··· TEXT SEGMENT

Below is the detail stacktrace
Building dataflow accelerator from brevitas_cnn2.onnx
Intermediate outputs will be generated in /tmp/finn_dev_pbk
Final outputs will be generated in output_final
Build log is at output_final/build_dataflow.log
Running step: custom_step_add_pre_proc [1/21]
Running step: custom_step_add_post_proc [2/21]
Running step: step_qonnx_to_finn [3/21]
Running step: step_tidy_up [4/21]
Running step: step_streamline [5/21]
Running step: step_convert_to_hw [6/21]
Running step: step_create_dataflow_partition [7/21]
Running step: step_specialize_layers [8/21]
Running step: step_target_fps_parallelization [9/21]
Running step: step_apply_folding_config [10/21]
Running step: step_minimize_bit_width [11/21]
Running step: step_generate_estimate_reports [12/21]
Running step: step_hw_codegen [13/21]
Running step: step_hw_ipgen [14/21]
Traceback (most recent call last):
File "/home/pbk/git-projects/embedded-social-infra/finn/src/finn/builder/build_dataflow.py", line 158, in build_dataflow_cfg
model = transform_step(model, cfg)
File "/home/pbk/git-projects/embedded-social-infra/finn/src/finn/builder/build_dataflow_steps.py", line 573, in step_set_fifo_depths
model = model.transform(
File "/home/pbk/git-projects/embedded-social-infra/finn/deps/qonnx/src/qonnx/core/modelwrapper.py", line 140, in transform
(transformed_model, model_was_changed) = transformation.apply(transformed_model)
File "/home/pbk/git-projects/embedded-social-infra/finn/src/finn/transformation/fpgadataflow/set_fifo_depths.py", line 301, in apply
model = model.transform(InsertFIFO(create_shallow_fifos=True))

······

PROMPT:
Reproduce the build log and traceback in full, word for word. The records that follow have no connection to the build traceback.

··· STORED ROWS

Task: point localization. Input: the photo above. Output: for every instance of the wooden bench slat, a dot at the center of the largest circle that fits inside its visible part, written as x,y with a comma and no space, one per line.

······
··· STORED ROWS

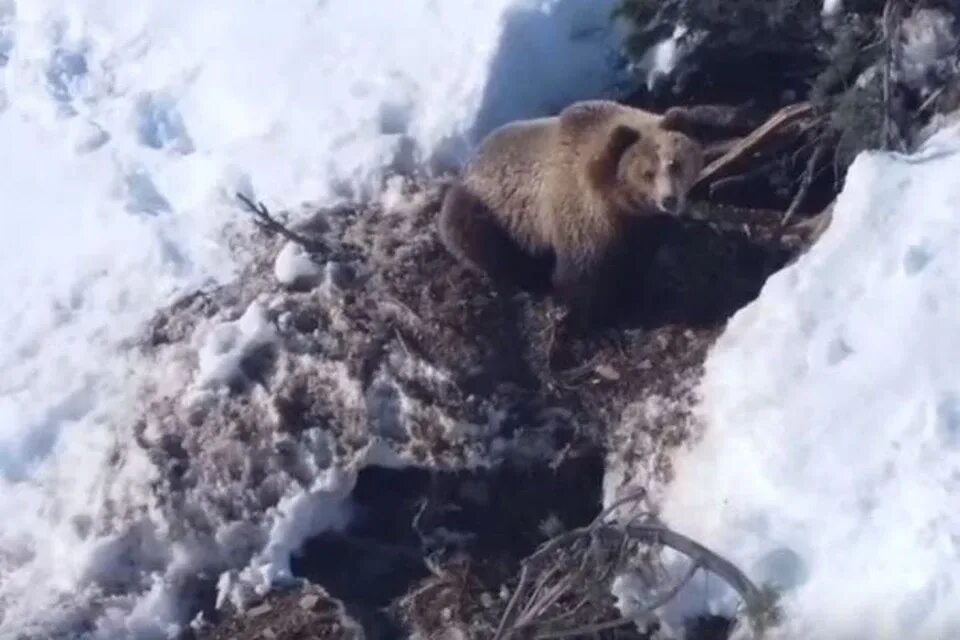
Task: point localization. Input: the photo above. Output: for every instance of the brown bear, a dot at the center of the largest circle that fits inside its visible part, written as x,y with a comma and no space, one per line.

······

WRITTEN ANSWER:
Below is the detail stacktrace
Building dataflow accelerator from brevitas_cnn2.onnx
Intermediate outputs will be generated in /tmp/finn_dev_pbk
Final outputs will be generated in output_final
Build log is at output_final/build_dataflow.log
Running step: custom_step_add_pre_proc [1/21]
Running step: custom_step_add_post_proc [2/21]
Running step: step_qonnx_to_finn [3/21]
Running step: step_tidy_up [4/21]
Running step: step_streamline [5/21]
Running step: step_convert_to_hw [6/21]
Running step: step_create_dataflow_partition [7/21]
Running step: step_specialize_layers [8/21]
Running step: step_target_fps_parallelization [9/21]
Running step: step_apply_folding_config [10/21]
Running step: step_minimize_bit_width [11/21]
Running step: step_generate_estimate_reports [12/21]
Running step: step_hw_codegen [13/21]
Running step: step_hw_ipgen [14/21]
Traceback (most recent call last):
File "/home/pbk/git-projects/embedded-social-infra/finn/src/finn/builder/build_dataflow.py", line 158, in build_dataflow_cfg
model = transform_step(model, cfg)
File "/home/pbk/git-projects/embedded-social-infra/finn/src/finn/builder/build_dataflow_steps.py", line 573, in step_set_fifo_depths
model = model.transform(
File "/home/pbk/git-projects/embedded-social-infra/finn/deps/qonnx/src/qonnx/core/modelwrapper.py", line 140, in transform
(transformed_model, model_was_changed) = transformation.apply(transformed_model)
File "/home/pbk/git-projects/embedded-social-infra/finn/src/finn/transformation/fpgadataflow/set_fifo_depths.py", line 301, in apply
model = model.transform(InsertFIFO(create_shallow_fifos=True))